***** Quoted passage *****

Historically, books, especially children’s books, have been filled with female characters playing the damsel in distress. Think of all of the fairy tale stories that are traditionally read to children at bedtime- the Cinderellas and the Rapunzels, always the prey of an evil queen or wicked witch, and always saved by a handsome prince charming. As a result of these stories, little girls all around the world are taught that talking to birds and squirrels is normal, and that true love’s kiss is the ultimate salvation. Luckily, these traditional stories have largely been regarded as out-of-date, both because of the restrictive example they set for young girls and because of the villanization of powerful women as snarl-toothed, long-nosed wicked witches and evil queens.
Of course, I believe that the dreams of little girls around the world should not be limited to true love’s kiss and Prince Charming. I also believe that there are not merely two types of female in the world- the princesses and the wicked witches. However, while I am okay with decreasing the amount of books that revolve around princesses and princes, I have a hard time totally erasing evil queens and wicked witches from the narrative. My reasoning is as follows: Is it really always necessary for women to be altruistic in their endeavors? Why is it so taboo for a woman to be strong, independent, and powerful, if not a little cruel-hearted? It’s normal if men are, after all. If we are to totally eradicate female villains, then we are only reinforcing the gender norms of women to be selfless, and upholding the patriarchal mirroring of women focusing their existence on others, rather than themselves.

***** Dataset entries *****

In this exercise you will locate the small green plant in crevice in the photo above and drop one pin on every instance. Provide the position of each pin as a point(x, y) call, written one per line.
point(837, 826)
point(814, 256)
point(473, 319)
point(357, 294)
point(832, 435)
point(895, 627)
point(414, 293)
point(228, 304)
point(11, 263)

*****
***** Dataset entries *****

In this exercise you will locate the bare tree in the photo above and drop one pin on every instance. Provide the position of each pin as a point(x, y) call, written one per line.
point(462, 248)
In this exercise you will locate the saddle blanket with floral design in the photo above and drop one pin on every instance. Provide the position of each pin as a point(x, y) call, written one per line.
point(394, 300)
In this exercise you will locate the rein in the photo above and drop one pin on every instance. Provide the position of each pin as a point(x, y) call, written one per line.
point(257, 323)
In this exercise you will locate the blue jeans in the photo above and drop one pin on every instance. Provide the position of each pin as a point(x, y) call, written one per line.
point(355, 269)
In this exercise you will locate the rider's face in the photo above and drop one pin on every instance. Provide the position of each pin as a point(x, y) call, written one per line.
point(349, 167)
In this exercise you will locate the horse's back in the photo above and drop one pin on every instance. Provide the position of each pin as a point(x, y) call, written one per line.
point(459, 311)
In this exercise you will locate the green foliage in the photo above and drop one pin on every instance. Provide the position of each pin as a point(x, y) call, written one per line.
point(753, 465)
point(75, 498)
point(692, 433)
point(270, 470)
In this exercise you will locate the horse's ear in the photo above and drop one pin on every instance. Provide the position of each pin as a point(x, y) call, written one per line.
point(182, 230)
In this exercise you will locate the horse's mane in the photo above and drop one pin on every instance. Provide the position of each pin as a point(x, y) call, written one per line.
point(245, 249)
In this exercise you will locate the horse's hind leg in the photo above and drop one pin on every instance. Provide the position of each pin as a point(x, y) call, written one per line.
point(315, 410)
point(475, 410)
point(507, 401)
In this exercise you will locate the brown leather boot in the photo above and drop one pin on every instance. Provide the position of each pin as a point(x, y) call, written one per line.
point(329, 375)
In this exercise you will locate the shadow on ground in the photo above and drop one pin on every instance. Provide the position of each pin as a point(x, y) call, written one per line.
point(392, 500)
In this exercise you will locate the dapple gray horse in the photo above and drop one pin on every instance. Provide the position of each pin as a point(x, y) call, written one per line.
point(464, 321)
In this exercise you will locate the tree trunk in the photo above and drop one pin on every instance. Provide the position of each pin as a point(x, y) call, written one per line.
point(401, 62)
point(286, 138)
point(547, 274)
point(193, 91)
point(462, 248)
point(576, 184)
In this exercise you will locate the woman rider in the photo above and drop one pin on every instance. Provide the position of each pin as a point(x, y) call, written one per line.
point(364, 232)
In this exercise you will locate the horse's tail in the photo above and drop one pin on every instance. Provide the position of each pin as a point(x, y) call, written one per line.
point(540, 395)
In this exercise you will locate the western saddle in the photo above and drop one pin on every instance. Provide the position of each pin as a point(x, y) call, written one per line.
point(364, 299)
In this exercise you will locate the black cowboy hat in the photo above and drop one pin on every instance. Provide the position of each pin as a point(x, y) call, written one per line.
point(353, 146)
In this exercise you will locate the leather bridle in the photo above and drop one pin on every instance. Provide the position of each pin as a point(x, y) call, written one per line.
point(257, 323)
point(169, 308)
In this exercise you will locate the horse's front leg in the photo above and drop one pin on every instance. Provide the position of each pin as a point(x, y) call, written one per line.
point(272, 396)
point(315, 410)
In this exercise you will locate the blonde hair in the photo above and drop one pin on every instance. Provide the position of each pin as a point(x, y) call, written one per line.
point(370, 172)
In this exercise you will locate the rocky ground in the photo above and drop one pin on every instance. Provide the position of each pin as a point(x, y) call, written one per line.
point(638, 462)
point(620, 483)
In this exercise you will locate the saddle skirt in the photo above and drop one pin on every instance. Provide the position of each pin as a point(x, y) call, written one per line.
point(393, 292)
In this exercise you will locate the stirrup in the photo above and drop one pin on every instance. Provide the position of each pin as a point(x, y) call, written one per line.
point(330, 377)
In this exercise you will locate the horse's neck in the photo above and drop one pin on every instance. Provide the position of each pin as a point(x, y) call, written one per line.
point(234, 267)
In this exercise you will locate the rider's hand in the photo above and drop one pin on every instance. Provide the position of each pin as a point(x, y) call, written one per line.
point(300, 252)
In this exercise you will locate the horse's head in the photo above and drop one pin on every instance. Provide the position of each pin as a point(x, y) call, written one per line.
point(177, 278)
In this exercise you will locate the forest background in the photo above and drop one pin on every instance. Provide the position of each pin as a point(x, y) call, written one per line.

*****

(Exercise instructions)
1. Answer these questions using the essay on female villains in children's books:
(a) Which two fairy tale heroines are named as examples of bedtime stories?
(b) Which two types of female does the author reject as the only kinds in the world?
(c) Which two physical descriptions are used for the wicked witches and evil queens who represent powerful women?
2. In the essay on female villains in children's books, the author asks why certain qualities are taboo for a woman. List every quality named in that question.
3. Copy the stretch of the essay on female villains in children's books from "Historically, books, especially" through "and evil queens." word for word.

(Answers given)
1.
(a) Cinderella and Rapunzel
(b) Princesses and wicked witches
(c) Snarl-toothed and long-nosed

2.
- strong
- independent
- powerful
- cruel-hearted

3.
Historically, books, especially children’s books, have been filled with female characters playing the damsel in distress. Think of all of the fairy tale stories that are traditionally read to children at bedtime- the Cinderellas and the Rapunzels, always the prey of an evil queen or wicked witch, and always saved by a handsome prince charming. As a result of these stories, little girls all around the world are taught that talking to birds and squirrels is normal, and that true love’s kiss is the ultimate salvation. Luckily, these traditional stories have largely been regarded as out-of-date, both because of the restrictive example they set for young girls and because of the villanization of powerful women as snarl-toothed, long-nosed wicked witches and evil queens.